_TEXT TO READ_
====================
Now that the hub-spoke networks are provisioned, the next step in the AKS secure Baseline reference implementation is deploying the AKS cluster and related Azure resources.
-
Create the AKS cluster and the Azure Container Registry resource groups.
📖 The app team working on behalf of business unit "shipping" is looking to create an AKS cluster for the app that they are creating (Application ID: Drone Delivery). They have worked with the organization's networking team, who have provisioned a spoke network in which to deploy the cluster and network-aware external resources (such as Application Gateway). They took that information and added it to their
cluster-stamp.json
andazuredeploy.parameters.prod.json
files.They create 3 dedicated resource groups to be the parent groups for the applications during its lifetime. These are mainly for building time and runtime. Additionally, the individual user identities for in-cluster apps are going to be created as part of this step.
====================
(Excerpts from a detection dataset)
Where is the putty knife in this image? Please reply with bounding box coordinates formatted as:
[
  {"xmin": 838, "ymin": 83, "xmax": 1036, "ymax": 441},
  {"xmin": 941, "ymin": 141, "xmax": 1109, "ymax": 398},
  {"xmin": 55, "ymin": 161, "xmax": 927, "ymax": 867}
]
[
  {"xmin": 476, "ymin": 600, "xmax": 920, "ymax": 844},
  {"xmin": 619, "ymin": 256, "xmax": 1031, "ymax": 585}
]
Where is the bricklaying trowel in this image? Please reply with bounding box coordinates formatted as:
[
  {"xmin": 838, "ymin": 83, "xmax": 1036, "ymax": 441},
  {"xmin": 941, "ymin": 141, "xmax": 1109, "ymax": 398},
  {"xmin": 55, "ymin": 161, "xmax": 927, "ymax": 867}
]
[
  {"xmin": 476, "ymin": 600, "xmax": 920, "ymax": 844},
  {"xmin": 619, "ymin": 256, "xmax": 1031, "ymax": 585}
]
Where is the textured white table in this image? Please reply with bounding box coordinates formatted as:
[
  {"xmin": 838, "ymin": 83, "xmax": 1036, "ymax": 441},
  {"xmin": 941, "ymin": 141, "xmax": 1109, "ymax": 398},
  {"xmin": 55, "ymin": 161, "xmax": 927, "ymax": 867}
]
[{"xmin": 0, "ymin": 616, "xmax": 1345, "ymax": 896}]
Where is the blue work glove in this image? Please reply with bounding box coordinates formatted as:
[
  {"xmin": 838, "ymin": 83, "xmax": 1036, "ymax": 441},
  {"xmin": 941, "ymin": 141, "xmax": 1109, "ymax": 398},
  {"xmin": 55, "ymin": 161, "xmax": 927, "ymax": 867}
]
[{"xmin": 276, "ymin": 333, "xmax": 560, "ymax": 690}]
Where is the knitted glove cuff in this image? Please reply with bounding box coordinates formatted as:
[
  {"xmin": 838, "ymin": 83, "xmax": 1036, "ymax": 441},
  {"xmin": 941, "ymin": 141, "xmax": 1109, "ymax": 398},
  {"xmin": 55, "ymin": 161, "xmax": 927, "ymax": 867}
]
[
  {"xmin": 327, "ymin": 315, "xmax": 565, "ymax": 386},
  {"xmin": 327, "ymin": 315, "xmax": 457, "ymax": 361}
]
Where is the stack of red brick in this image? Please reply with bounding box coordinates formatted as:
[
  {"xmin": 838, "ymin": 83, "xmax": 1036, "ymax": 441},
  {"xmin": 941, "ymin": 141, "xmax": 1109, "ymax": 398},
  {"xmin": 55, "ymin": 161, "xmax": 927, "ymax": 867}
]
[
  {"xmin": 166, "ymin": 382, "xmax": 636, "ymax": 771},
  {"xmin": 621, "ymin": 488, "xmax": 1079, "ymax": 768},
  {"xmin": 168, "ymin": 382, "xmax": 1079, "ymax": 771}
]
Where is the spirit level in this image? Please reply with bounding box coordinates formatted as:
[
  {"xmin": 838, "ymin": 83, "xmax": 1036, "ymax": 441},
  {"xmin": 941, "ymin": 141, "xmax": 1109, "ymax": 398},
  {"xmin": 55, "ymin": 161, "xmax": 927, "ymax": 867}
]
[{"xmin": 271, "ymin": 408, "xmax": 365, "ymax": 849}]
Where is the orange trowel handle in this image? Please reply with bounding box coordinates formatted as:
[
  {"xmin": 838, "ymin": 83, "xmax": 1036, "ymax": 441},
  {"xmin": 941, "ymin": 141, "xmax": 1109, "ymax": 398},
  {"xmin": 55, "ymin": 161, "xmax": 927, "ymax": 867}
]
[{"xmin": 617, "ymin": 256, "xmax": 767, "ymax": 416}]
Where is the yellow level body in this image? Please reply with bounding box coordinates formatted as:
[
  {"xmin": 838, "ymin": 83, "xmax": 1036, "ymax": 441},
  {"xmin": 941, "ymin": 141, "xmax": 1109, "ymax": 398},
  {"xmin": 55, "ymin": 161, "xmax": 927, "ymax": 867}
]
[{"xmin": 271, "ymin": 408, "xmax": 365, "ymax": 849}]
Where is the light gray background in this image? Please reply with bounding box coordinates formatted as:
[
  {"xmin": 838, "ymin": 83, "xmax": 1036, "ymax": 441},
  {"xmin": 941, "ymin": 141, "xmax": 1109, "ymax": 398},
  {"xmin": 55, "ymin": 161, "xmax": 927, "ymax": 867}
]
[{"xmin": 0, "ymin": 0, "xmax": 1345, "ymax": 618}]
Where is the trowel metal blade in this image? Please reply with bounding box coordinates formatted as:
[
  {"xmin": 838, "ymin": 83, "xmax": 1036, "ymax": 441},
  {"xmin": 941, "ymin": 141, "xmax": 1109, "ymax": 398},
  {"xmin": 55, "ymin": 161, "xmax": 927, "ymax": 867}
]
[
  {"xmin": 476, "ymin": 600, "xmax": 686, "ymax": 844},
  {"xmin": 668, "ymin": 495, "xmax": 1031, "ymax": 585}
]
====================
_THE TASK_
In the passage on deploying the AKS cluster, what is the Application ID of the app the "shipping" team is building? You won't need the entries to complete this.

_SOLUTION BELOW_
Drone Delivery